Task statement: Exact copies are required of the lines from the line containing "Can you find the white vase" through the final line of the listing, both included, and of no other lines.

Data to use:
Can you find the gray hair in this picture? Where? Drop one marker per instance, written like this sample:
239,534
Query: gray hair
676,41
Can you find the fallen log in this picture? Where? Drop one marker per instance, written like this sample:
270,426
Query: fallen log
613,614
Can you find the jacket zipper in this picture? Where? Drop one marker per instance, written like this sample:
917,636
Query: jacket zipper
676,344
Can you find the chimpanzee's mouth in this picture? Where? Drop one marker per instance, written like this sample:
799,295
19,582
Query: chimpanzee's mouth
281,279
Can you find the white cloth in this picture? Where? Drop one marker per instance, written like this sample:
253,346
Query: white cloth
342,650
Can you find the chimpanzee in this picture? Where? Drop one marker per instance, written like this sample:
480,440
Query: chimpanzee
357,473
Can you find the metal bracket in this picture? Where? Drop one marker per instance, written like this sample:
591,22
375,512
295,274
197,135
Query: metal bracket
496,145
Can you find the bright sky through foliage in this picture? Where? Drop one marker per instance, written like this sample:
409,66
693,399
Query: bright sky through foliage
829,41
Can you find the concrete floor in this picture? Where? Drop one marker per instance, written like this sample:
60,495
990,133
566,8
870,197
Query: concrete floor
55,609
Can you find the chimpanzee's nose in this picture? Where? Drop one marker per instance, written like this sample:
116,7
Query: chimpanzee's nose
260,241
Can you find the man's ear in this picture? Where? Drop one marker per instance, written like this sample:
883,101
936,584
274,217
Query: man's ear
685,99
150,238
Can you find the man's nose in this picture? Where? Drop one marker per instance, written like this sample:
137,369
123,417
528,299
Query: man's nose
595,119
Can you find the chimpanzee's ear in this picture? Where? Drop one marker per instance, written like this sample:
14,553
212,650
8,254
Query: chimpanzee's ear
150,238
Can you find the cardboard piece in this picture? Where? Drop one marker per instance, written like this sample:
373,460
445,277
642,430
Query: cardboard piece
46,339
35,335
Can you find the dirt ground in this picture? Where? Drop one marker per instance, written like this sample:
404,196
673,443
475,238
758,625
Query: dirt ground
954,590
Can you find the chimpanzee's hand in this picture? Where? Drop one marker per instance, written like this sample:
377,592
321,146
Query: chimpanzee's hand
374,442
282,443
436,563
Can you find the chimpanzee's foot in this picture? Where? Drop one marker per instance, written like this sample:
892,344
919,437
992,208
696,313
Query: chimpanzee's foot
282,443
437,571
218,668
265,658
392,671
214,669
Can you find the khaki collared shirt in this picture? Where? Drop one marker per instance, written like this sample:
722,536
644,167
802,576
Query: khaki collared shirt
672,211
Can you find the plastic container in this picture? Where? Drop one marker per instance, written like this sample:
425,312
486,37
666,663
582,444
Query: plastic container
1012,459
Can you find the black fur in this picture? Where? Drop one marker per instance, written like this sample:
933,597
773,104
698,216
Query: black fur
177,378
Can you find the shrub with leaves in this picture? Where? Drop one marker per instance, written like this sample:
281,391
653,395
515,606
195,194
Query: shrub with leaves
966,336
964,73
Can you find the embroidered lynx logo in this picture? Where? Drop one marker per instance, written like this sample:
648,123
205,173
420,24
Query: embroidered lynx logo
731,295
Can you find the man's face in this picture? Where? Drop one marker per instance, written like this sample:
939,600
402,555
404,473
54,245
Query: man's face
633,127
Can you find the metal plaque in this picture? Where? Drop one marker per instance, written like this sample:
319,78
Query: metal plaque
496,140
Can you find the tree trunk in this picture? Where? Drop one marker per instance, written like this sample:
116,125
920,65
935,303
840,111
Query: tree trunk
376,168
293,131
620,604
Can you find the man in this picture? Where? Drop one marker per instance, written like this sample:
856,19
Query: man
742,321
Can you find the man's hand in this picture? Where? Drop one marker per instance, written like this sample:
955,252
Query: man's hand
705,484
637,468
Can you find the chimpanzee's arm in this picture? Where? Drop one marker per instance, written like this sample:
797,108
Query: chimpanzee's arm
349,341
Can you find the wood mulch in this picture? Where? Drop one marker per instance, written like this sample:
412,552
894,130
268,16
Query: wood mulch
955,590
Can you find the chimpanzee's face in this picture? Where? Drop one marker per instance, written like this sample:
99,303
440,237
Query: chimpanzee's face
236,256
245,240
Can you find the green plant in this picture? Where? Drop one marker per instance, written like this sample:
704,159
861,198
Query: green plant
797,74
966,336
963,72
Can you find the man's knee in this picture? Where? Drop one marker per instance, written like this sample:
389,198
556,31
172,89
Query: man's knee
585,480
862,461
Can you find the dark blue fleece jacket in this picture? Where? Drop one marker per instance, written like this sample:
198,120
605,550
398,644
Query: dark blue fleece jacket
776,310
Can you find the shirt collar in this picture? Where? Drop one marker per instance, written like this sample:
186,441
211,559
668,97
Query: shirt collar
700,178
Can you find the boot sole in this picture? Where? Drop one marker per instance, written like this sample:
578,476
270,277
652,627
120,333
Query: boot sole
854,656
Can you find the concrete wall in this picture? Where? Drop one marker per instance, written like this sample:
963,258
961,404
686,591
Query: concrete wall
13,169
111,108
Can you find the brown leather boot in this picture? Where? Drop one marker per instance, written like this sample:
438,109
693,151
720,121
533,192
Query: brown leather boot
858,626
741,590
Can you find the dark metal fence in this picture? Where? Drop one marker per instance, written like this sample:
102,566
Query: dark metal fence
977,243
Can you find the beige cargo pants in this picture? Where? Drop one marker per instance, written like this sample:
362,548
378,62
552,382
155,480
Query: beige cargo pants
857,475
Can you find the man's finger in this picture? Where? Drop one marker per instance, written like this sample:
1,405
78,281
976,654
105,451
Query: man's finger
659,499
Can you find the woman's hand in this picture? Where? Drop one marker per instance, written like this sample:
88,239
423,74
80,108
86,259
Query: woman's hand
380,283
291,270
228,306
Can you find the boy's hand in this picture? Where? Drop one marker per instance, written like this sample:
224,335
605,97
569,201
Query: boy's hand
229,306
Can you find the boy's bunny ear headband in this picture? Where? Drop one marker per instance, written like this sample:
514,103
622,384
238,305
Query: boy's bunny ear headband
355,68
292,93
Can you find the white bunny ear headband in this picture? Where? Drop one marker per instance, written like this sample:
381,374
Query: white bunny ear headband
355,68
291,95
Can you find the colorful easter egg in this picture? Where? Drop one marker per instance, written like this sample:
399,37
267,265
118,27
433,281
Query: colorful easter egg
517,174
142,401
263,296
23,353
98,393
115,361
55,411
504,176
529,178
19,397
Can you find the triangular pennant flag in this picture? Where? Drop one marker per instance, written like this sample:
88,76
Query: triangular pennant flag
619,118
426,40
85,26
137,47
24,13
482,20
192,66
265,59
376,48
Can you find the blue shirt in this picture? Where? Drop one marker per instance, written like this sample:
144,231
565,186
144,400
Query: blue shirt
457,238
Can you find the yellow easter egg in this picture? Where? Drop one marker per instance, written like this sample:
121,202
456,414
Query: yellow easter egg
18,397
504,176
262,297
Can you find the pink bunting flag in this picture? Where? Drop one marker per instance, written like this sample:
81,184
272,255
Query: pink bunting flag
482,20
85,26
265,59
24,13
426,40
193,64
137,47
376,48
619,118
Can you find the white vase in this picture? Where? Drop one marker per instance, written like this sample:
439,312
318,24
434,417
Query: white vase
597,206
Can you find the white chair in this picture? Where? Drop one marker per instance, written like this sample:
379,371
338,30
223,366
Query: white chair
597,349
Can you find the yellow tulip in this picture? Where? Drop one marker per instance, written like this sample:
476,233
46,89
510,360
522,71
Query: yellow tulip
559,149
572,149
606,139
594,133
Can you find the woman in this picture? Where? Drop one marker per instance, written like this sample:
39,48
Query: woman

Correct response:
Can you find the white vase in this picture? Where? Drop one marker per instance, written like this sample:
439,312
318,24
434,417
Query: white vase
597,206
Can you find the white chair in this picture? Where? Drop one marker per instance, written like this sample:
379,371
338,30
223,366
Query: white chair
597,349
Can you find the yellow tulip in this picture? Where? Drop one marker per instance, written like this sample:
476,233
46,89
510,360
522,71
Query: yellow tulip
559,149
572,149
606,139
594,133
Can you find the woman in this picture? Where? Drop one marker per instance, written like this sample:
39,48
Query: woman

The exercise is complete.